WHAT TO DO: So that nothing is lost, transcribe each line of the records exactly.

=== SOURCE INFORMATION ===

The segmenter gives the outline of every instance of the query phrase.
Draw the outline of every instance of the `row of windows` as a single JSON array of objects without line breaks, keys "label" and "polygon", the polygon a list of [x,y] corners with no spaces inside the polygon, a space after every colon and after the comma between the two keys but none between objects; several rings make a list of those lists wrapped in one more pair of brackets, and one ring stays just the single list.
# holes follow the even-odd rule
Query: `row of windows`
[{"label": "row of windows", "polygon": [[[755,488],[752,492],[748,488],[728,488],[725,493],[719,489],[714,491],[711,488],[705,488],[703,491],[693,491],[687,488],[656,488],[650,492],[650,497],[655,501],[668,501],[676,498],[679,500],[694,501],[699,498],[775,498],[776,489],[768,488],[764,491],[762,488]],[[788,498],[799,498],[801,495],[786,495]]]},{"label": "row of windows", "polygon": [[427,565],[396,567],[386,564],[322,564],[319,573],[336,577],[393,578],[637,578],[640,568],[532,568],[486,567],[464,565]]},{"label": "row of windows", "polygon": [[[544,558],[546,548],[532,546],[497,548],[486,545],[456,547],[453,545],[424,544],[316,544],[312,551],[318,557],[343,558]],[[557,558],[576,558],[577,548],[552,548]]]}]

===

SOLUTION FOR THIS PROBLEM:
The segmenter gives the outline of every instance of the query phrase.
Draw the outline of every instance of the `row of windows` as a single JSON array of objects without line breaks, keys "label" and "polygon", the polygon a list of [x,y] corners with no spaces inside the polygon, a space after every colon and after the comma between the two keys but none between objects; several rings make a list of those lists wrapped in one more pair of brackets, and one ring stays just the single list.
# holes follow the even-odd rule
Query: `row of windows`
[{"label": "row of windows", "polygon": [[[755,488],[752,492],[748,488],[728,488],[725,493],[719,489],[714,491],[711,488],[705,488],[703,491],[693,491],[687,488],[656,488],[650,492],[650,497],[655,501],[668,501],[676,498],[679,500],[694,501],[699,498],[775,498],[776,489],[768,488],[764,491],[762,488]],[[788,498],[799,498],[801,495],[786,495]]]},{"label": "row of windows", "polygon": [[427,565],[396,567],[386,564],[322,564],[319,573],[336,577],[393,578],[637,578],[640,568],[532,568],[486,567],[464,565]]},{"label": "row of windows", "polygon": [[[544,558],[546,548],[532,546],[497,548],[486,545],[456,547],[453,545],[424,544],[316,544],[312,551],[318,557],[343,558]],[[557,558],[576,558],[577,548],[552,548]]]}]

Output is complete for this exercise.